Document passage →
Contemporary economies are characterised by a super-abundance of goods and services, and in these attention-scarce environments, one of the biggest challenges faced by manufacturers and providers is the simple task of differentiation: making their offerings distinctive (and, into the bargain, augmenting their essential appeal to consumers).
It is at this point that we at Mediolana wish to insert the unlikely figure of Fanny Agostini. Agostini is a weather forecast presenter at the Paris-based news network BFM TV, and at first glance would not necessarily appear to be a font of corporate wisdom on how to navigate competitive markets. But this exacting task is precisely what she has accomplished.
Agostini operates in an industry – the supply of weather predictions – which is notoriously crowded. People can get their forecast fix from a vast range of sources: newspapers; weather-related smartphone apps; and countless radio, television and Internet outlets, all of which do not stint on informing their audiences of the likelihood or otherwise of sunshine and showers.

Data extract →
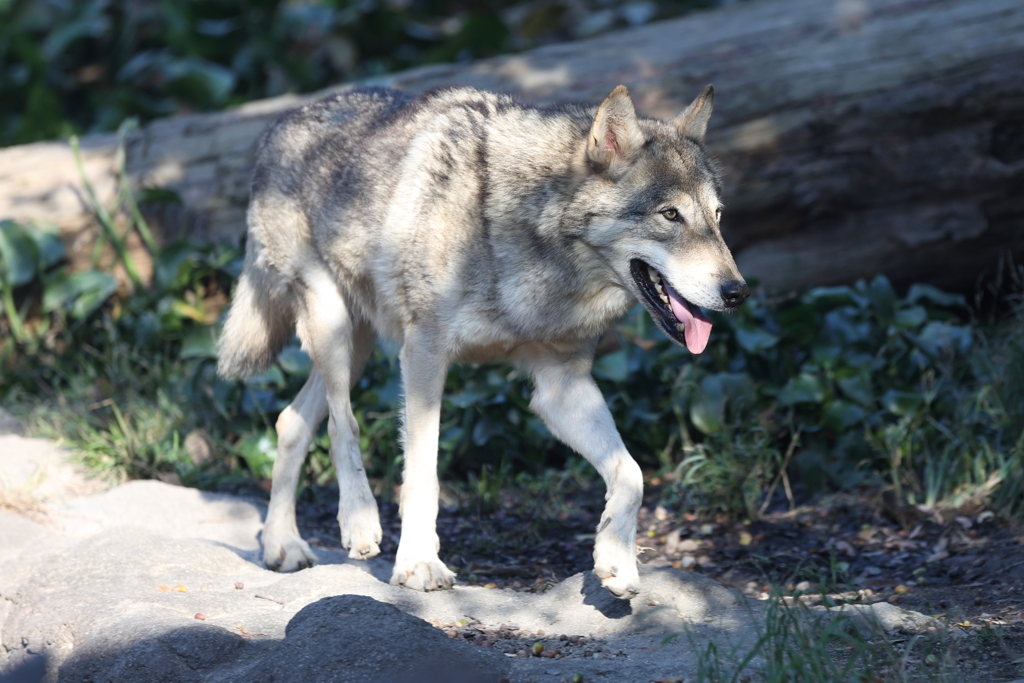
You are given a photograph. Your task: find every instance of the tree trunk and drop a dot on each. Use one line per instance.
(856, 136)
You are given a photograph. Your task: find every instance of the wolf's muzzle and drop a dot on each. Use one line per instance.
(734, 293)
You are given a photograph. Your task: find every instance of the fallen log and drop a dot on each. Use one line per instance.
(856, 136)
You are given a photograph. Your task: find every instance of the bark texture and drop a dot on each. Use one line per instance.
(856, 136)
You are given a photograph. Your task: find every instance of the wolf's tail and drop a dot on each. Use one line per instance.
(259, 324)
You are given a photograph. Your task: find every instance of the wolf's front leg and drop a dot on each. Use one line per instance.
(423, 372)
(570, 404)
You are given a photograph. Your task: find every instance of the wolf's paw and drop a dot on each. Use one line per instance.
(422, 575)
(287, 552)
(619, 575)
(361, 538)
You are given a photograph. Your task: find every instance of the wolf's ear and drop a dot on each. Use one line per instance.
(615, 135)
(693, 121)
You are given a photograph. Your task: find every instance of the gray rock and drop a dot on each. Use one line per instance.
(108, 587)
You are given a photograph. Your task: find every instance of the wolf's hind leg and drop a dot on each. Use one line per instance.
(284, 549)
(357, 514)
(423, 370)
(339, 346)
(570, 404)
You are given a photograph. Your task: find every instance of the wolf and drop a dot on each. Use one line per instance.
(464, 225)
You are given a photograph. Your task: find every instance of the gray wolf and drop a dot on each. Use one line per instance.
(463, 226)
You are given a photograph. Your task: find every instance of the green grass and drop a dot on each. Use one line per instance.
(797, 644)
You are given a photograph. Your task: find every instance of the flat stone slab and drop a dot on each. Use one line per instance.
(154, 583)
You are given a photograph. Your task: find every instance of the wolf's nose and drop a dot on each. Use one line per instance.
(734, 293)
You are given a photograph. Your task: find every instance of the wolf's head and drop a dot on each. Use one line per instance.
(653, 197)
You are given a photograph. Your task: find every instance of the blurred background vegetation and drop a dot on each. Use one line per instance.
(84, 66)
(920, 392)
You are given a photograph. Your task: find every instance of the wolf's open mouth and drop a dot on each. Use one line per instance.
(682, 321)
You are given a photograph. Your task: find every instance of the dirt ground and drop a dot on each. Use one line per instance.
(966, 570)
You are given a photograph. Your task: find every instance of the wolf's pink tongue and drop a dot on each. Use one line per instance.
(697, 327)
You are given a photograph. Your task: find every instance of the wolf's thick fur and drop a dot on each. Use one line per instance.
(464, 226)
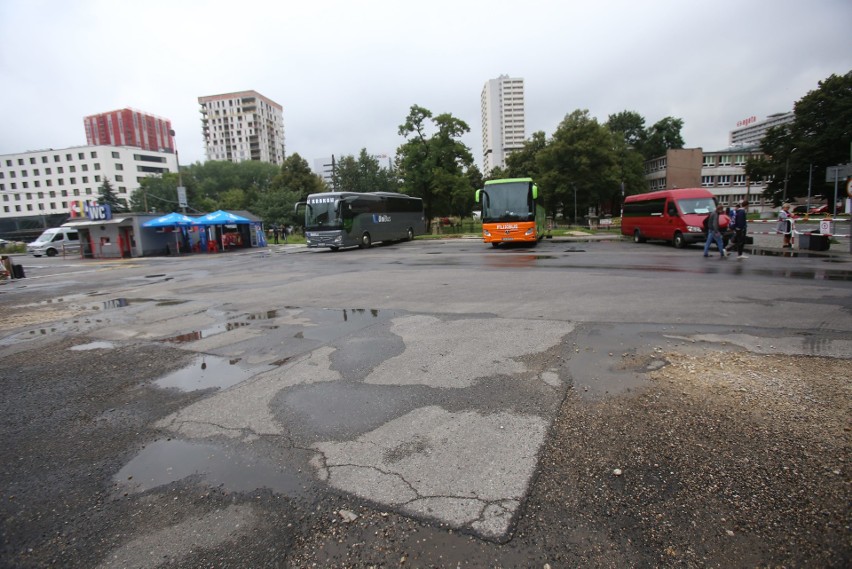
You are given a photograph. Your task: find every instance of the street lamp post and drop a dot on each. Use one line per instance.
(787, 175)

Required work →
1. According to the Agostini passage, why is differentiation one of the biggest challenges for manufacturers and providers? Answer in one to three sentences.
2. Print the Agostini passage from "It is at this" to "sunshine and showers.".
3. In the Agostini passage, which news network does Fanny Agostini present the weather forecast for?
The lines are separate material, apart from the Agostini passage.

Task-by-task answers →
1. Contemporary economies have a super-abundance of goods and services, and attention is scarce. In that setting, making an offering distinctive is hard.

2.
It is at this point that we at Mediolana wish to insert the unlikely figure of Fanny Agostini. Agostini is a weather forecast presenter at the Paris-based news network BFM TV, and at first glance would not necessarily appear to be a font of corporate wisdom on how to navigate competitive markets. But this exacting task is precisely what she has accomplished.
Agostini operates in an industry – the supply of weather predictions – which is notoriously crowded. People can get their forecast fix from a vast range of sources: newspapers; weather-related smartphone apps; and countless radio, television and Internet outlets, all of which do not stint on informing their audiences of the likelihood or otherwise of sunshine and showers.

3. She presents it for BFM TV, a news network based in Paris.